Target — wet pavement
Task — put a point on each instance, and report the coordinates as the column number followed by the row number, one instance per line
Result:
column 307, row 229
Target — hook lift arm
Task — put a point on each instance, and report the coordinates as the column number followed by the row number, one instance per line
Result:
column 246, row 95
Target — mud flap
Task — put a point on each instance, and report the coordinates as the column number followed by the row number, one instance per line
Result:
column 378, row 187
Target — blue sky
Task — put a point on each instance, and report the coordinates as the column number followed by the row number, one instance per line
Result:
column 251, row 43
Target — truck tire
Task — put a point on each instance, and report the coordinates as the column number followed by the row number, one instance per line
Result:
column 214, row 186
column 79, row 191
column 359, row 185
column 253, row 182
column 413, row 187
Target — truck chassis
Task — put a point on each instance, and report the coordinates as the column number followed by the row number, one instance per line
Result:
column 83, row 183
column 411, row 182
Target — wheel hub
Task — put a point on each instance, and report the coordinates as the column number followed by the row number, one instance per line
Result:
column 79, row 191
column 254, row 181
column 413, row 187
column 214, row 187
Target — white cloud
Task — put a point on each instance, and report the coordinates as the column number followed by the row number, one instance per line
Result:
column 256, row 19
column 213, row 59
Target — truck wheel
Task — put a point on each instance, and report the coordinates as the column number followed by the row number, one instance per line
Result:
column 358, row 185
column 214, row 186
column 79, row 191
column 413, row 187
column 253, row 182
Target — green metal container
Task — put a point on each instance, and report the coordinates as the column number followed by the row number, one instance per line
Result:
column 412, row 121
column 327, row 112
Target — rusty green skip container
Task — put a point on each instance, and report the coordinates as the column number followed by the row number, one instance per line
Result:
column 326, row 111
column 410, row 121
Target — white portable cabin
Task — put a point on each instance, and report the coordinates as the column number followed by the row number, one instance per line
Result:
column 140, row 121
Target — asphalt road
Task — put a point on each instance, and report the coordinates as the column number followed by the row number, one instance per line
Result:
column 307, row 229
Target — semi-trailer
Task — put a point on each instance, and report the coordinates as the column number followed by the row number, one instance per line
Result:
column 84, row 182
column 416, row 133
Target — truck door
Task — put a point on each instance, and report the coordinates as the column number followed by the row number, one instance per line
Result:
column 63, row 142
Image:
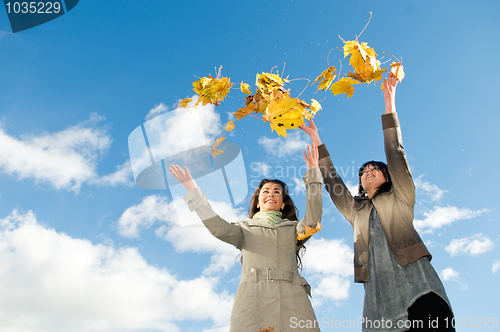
* * * * * * * * *
■ WHAT IS NEEDED: Check each line of the data for "truck". Copy the lines where it turns up.

■ ANSWER:
Target — truck tire
Target — truck chassis
Target — truck wheel
Target — truck door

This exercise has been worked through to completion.